### Exercise objective
From the entries below, work out the number of lines that hold the word "headlight", and give that number alone.

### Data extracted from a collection
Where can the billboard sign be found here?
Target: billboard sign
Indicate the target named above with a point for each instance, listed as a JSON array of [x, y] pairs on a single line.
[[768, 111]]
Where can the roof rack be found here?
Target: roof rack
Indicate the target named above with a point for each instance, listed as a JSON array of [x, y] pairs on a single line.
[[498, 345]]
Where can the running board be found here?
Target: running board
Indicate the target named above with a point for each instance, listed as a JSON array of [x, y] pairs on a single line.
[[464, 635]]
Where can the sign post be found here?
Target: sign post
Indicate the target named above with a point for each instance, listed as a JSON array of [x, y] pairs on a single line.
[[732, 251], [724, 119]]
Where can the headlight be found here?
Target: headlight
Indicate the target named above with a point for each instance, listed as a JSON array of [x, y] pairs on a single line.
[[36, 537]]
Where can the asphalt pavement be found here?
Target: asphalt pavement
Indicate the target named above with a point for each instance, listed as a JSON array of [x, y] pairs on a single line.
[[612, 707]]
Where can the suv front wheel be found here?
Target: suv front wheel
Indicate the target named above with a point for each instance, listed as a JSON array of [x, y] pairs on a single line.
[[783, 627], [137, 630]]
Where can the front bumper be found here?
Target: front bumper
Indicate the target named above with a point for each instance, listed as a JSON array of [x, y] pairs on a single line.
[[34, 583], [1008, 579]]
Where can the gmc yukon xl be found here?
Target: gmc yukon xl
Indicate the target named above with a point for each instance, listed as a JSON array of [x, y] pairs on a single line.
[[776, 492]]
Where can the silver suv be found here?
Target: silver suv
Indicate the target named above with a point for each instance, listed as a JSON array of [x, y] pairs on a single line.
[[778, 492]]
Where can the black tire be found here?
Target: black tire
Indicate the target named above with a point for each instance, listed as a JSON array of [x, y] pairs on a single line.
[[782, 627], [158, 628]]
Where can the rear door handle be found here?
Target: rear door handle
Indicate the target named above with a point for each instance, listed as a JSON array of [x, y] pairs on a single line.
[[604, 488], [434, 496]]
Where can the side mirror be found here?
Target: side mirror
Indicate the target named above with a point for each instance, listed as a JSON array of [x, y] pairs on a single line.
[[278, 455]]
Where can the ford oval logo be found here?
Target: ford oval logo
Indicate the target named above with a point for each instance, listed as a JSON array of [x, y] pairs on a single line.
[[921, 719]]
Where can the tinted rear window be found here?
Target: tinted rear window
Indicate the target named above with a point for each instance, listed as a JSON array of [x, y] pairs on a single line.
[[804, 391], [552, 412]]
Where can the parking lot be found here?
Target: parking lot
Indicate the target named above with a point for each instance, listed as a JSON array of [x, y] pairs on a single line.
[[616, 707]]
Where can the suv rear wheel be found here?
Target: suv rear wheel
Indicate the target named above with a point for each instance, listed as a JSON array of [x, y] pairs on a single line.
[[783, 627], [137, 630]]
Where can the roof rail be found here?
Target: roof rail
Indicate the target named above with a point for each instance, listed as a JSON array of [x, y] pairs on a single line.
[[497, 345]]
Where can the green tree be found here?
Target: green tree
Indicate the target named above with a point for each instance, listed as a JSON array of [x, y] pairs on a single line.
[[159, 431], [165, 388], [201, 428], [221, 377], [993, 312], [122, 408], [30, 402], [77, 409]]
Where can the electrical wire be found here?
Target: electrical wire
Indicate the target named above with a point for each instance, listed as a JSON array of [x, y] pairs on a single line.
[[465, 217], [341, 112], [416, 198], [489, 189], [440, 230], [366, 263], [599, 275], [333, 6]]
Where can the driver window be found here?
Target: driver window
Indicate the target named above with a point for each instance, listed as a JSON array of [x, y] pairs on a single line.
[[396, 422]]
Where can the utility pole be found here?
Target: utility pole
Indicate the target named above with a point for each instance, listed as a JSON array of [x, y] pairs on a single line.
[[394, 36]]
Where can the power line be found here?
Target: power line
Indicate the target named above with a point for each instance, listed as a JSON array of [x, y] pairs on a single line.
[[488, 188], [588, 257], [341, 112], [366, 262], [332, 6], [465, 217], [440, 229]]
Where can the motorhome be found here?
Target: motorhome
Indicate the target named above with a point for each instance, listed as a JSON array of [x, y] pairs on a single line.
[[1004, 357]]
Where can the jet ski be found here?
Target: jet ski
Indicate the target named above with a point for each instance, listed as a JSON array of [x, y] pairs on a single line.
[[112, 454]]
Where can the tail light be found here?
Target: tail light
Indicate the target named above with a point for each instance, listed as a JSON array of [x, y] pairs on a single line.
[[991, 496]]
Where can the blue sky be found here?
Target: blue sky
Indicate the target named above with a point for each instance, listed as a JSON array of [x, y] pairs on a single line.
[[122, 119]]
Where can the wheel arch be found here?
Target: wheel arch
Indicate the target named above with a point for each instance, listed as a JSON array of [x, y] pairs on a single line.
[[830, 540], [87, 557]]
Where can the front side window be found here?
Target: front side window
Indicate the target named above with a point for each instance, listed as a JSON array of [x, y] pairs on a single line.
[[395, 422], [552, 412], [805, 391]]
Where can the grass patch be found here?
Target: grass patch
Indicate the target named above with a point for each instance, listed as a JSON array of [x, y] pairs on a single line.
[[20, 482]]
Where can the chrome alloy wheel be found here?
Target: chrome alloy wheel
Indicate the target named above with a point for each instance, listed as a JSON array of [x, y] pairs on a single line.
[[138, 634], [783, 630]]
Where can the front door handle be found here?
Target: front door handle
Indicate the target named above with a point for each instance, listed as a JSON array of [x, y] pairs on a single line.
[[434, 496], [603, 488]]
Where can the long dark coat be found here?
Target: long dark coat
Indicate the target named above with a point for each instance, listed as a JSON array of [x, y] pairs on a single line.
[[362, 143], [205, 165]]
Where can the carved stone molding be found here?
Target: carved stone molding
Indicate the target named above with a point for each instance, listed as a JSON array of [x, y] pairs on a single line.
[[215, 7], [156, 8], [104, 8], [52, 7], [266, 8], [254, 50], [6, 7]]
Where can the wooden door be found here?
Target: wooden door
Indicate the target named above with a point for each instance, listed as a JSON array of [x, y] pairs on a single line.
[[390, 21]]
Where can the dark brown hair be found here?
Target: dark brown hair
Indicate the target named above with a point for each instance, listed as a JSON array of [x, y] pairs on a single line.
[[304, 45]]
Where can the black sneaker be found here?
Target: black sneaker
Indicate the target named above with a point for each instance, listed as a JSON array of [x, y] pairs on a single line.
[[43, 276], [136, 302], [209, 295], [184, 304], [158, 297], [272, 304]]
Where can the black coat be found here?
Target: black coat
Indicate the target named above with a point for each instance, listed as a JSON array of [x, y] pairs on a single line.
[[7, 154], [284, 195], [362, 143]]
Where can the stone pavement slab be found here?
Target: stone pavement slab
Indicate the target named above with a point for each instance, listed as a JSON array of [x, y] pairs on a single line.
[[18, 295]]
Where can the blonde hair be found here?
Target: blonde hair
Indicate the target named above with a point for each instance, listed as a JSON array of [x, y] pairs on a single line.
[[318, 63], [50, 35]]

### Answer for this exercise
2